| Given request |
Convert every line of the rows below into a Markdown table with the columns Number and Text, numbering the lines in order and skipping blank lines. Leave the pictures out.
─── The data ───
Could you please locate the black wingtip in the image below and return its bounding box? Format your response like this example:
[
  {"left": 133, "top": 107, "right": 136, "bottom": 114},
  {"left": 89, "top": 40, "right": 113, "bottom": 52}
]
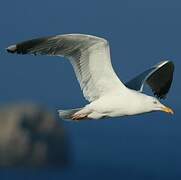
[{"left": 6, "top": 45, "right": 17, "bottom": 53}]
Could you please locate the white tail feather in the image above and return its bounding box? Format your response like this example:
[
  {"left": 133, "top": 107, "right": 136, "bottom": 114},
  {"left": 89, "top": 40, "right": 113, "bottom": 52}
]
[{"left": 58, "top": 108, "right": 82, "bottom": 120}]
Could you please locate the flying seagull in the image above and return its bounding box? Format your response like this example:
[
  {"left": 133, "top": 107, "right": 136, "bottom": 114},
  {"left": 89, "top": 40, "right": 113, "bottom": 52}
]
[{"left": 7, "top": 34, "right": 174, "bottom": 120}]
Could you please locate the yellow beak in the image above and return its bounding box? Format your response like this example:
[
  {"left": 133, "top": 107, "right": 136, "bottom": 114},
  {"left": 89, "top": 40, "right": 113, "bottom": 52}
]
[{"left": 162, "top": 106, "right": 174, "bottom": 114}]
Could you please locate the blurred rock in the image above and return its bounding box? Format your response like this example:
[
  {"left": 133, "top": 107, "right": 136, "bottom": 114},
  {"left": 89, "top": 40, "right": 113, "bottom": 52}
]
[{"left": 0, "top": 104, "right": 69, "bottom": 167}]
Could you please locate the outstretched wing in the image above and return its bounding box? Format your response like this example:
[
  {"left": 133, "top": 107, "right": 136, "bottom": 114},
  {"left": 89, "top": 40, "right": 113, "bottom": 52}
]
[
  {"left": 125, "top": 61, "right": 174, "bottom": 98},
  {"left": 7, "top": 34, "right": 125, "bottom": 102}
]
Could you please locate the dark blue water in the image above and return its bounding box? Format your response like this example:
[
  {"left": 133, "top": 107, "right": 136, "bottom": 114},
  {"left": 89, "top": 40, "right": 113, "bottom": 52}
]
[{"left": 0, "top": 0, "right": 181, "bottom": 180}]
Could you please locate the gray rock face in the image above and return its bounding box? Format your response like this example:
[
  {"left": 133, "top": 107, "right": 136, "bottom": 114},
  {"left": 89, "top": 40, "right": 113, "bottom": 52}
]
[{"left": 0, "top": 104, "right": 69, "bottom": 167}]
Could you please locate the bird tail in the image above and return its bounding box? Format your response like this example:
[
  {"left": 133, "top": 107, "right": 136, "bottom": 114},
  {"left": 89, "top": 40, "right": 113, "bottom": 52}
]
[{"left": 58, "top": 108, "right": 82, "bottom": 121}]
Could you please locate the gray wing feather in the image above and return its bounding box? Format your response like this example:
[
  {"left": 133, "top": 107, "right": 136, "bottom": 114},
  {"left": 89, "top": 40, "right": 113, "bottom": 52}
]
[
  {"left": 125, "top": 61, "right": 174, "bottom": 98},
  {"left": 7, "top": 34, "right": 125, "bottom": 102}
]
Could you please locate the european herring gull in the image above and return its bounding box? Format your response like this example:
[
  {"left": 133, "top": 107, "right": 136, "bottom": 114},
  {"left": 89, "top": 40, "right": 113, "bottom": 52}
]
[{"left": 7, "top": 34, "right": 174, "bottom": 120}]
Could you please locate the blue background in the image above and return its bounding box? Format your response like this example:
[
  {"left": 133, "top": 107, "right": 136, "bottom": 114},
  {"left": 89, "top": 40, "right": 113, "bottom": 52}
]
[{"left": 0, "top": 0, "right": 181, "bottom": 180}]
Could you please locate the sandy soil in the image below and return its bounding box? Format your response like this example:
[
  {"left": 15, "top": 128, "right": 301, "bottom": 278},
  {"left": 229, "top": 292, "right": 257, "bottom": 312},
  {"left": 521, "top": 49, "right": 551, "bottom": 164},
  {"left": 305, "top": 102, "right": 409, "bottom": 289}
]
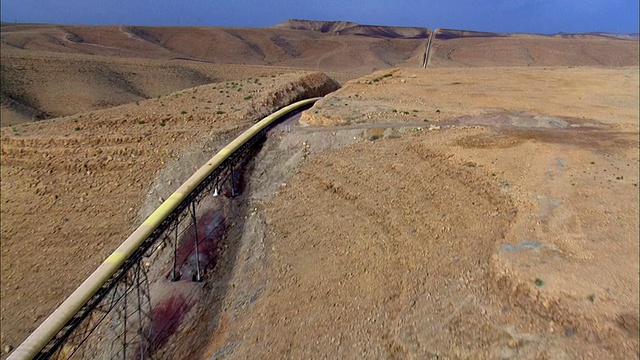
[
  {"left": 429, "top": 30, "right": 638, "bottom": 67},
  {"left": 196, "top": 68, "right": 639, "bottom": 359},
  {"left": 1, "top": 73, "right": 337, "bottom": 352},
  {"left": 0, "top": 23, "right": 639, "bottom": 359}
]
───
| Written answer |
| Number | Text |
|---|---|
| 1 | Could you please locate the black wingtip in the image below and return its bounding box? Format your response like this example: |
| 2 | [ |
| 3 |   {"left": 133, "top": 107, "right": 136, "bottom": 114}, |
| 4 |   {"left": 89, "top": 40, "right": 113, "bottom": 52} |
| 5 | ] |
| 6 | [{"left": 6, "top": 45, "right": 17, "bottom": 53}] |
| 7 | Could you please locate the white tail feather in the image above and return its bounding box? Format your response like this example: |
| 8 | [ |
| 9 |   {"left": 133, "top": 107, "right": 136, "bottom": 114}, |
| 10 |   {"left": 89, "top": 40, "right": 113, "bottom": 52} |
| 11 | ] |
| 12 | [{"left": 58, "top": 108, "right": 82, "bottom": 120}] |
| 13 | Could you please locate the flying seagull in the image above and return its bounding box? Format your response like this example: |
| 14 | [ |
| 15 |   {"left": 133, "top": 107, "right": 136, "bottom": 114}, |
| 16 |   {"left": 89, "top": 40, "right": 113, "bottom": 52} |
| 17 | ] |
| 18 | [{"left": 7, "top": 34, "right": 174, "bottom": 120}] |
| 19 | Could you please locate the yellow beak in the image above and return its bounding box? Format your response like this example: |
| 20 | [ |
| 21 |   {"left": 133, "top": 107, "right": 136, "bottom": 114}, |
| 22 |   {"left": 89, "top": 40, "right": 113, "bottom": 52} |
| 23 | ] |
| 24 | [{"left": 162, "top": 106, "right": 174, "bottom": 114}] |
| 25 | Could you please locate the blurred rock in the image above and return its bounding box? Format your response like this example: |
| 26 | [ |
| 27 |   {"left": 133, "top": 107, "right": 136, "bottom": 114}, |
| 28 |   {"left": 89, "top": 40, "right": 113, "bottom": 52} |
| 29 | ] |
| 30 | [{"left": 0, "top": 104, "right": 69, "bottom": 167}] |
| 31 | Could you please locate the outstretched wing in the image above and return its bounding box? Format your response like this example: |
| 32 | [ |
| 33 |   {"left": 133, "top": 107, "right": 136, "bottom": 114}, |
| 34 |   {"left": 89, "top": 40, "right": 113, "bottom": 52} |
| 35 | ] |
| 36 | [ |
| 37 |   {"left": 125, "top": 61, "right": 174, "bottom": 98}, |
| 38 |   {"left": 7, "top": 34, "right": 125, "bottom": 102} |
| 39 | ] |
| 40 | Could you please locate the dark blue water in the image above and return its bounding box? Format your response like this example: |
| 41 | [ |
| 42 |   {"left": 133, "top": 107, "right": 136, "bottom": 114}, |
| 43 |   {"left": 89, "top": 40, "right": 113, "bottom": 52} |
| 44 | ] |
| 45 | [{"left": 0, "top": 0, "right": 181, "bottom": 180}] |
| 46 | Could you please locate the gray rock face in the image above and return its bounding box? Format your response like this example: |
| 47 | [ |
| 48 |   {"left": 133, "top": 107, "right": 136, "bottom": 114}, |
| 49 |   {"left": 89, "top": 40, "right": 113, "bottom": 52} |
| 50 | ] |
| 51 | [{"left": 0, "top": 104, "right": 69, "bottom": 167}] |
| 52 | Could you please locate the bird tail in the image above and return its bounding box? Format your response like this example: |
| 53 | [ |
| 54 |   {"left": 133, "top": 107, "right": 136, "bottom": 114}, |
| 55 |   {"left": 89, "top": 40, "right": 113, "bottom": 52} |
| 56 | ] |
| 57 | [{"left": 58, "top": 108, "right": 82, "bottom": 121}] |
| 58 | Could you please locate the gray wing feather in the image above and return its bounding box? Format your response like this example: |
| 59 | [ |
| 60 |   {"left": 133, "top": 107, "right": 136, "bottom": 114}, |
| 61 |   {"left": 89, "top": 40, "right": 113, "bottom": 52} |
| 62 | ] |
| 63 | [ |
| 64 |   {"left": 125, "top": 61, "right": 174, "bottom": 98}, |
| 65 |   {"left": 7, "top": 34, "right": 125, "bottom": 102} |
| 66 | ] |
| 67 | Could you please locate the european herring gull in the image above and return its bounding box? Format your response like this example: |
| 68 | [ |
| 69 |   {"left": 133, "top": 107, "right": 136, "bottom": 114}, |
| 70 |   {"left": 89, "top": 40, "right": 113, "bottom": 52} |
| 71 | ] |
| 72 | [{"left": 7, "top": 34, "right": 174, "bottom": 120}] |
| 73 | Could you please locate the blue background in the image above and return its bounding box? Format your response like this example: |
| 74 | [ |
| 75 |   {"left": 133, "top": 107, "right": 136, "bottom": 114}, |
| 76 |   {"left": 89, "top": 40, "right": 113, "bottom": 52} |
| 77 | ] |
| 78 | [{"left": 0, "top": 0, "right": 181, "bottom": 180}] |
| 79 | Could you please locate the sandy soil in the image below and return its bounding box? Format your response like this example: |
| 80 | [ |
| 81 |   {"left": 15, "top": 128, "right": 301, "bottom": 278}, |
| 82 |   {"left": 229, "top": 292, "right": 257, "bottom": 312}, |
| 83 |   {"left": 521, "top": 49, "right": 551, "bottom": 164}, |
| 84 |   {"left": 305, "top": 102, "right": 409, "bottom": 289} |
| 85 | ] |
| 86 | [ |
| 87 |   {"left": 429, "top": 30, "right": 638, "bottom": 67}, |
| 88 |   {"left": 196, "top": 68, "right": 639, "bottom": 359}, |
| 89 |   {"left": 1, "top": 73, "right": 337, "bottom": 352}, |
| 90 |   {"left": 0, "top": 23, "right": 639, "bottom": 359} |
| 91 | ] |